Challenge = How many lines in the listing below contain the word "neck"? Reply with only the number.

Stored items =
════

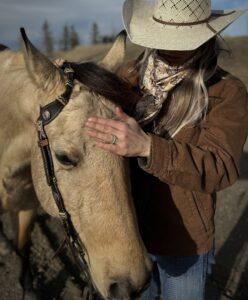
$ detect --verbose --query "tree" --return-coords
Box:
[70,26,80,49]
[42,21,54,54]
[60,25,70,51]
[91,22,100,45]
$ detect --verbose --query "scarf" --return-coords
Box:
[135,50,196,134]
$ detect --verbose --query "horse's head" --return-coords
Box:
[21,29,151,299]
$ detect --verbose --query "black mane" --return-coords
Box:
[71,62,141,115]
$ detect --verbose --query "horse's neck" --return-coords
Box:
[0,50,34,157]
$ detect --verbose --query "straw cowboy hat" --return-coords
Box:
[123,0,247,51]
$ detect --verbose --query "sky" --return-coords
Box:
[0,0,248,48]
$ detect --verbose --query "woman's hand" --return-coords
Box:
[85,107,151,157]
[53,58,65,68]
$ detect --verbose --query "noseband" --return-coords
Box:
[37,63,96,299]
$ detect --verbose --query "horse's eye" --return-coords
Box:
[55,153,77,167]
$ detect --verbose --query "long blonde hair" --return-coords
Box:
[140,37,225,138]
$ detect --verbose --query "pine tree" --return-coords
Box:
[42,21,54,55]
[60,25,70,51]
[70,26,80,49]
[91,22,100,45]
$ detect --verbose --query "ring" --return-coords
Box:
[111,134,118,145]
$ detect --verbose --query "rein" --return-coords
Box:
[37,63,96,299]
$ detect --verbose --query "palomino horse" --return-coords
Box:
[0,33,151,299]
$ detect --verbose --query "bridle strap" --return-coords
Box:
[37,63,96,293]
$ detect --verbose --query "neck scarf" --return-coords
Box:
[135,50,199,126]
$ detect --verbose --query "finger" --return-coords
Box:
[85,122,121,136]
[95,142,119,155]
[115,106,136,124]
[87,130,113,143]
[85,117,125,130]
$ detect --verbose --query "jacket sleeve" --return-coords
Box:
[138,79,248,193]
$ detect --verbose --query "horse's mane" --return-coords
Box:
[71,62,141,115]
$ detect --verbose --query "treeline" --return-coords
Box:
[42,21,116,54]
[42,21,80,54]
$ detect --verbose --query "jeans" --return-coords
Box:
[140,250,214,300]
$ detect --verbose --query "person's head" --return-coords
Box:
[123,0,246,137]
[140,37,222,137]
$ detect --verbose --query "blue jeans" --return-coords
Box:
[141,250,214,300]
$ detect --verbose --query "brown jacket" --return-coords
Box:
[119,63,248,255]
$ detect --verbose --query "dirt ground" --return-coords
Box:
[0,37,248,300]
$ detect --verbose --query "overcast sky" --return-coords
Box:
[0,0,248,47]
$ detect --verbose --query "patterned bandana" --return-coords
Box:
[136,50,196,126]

════

Result of this task = 2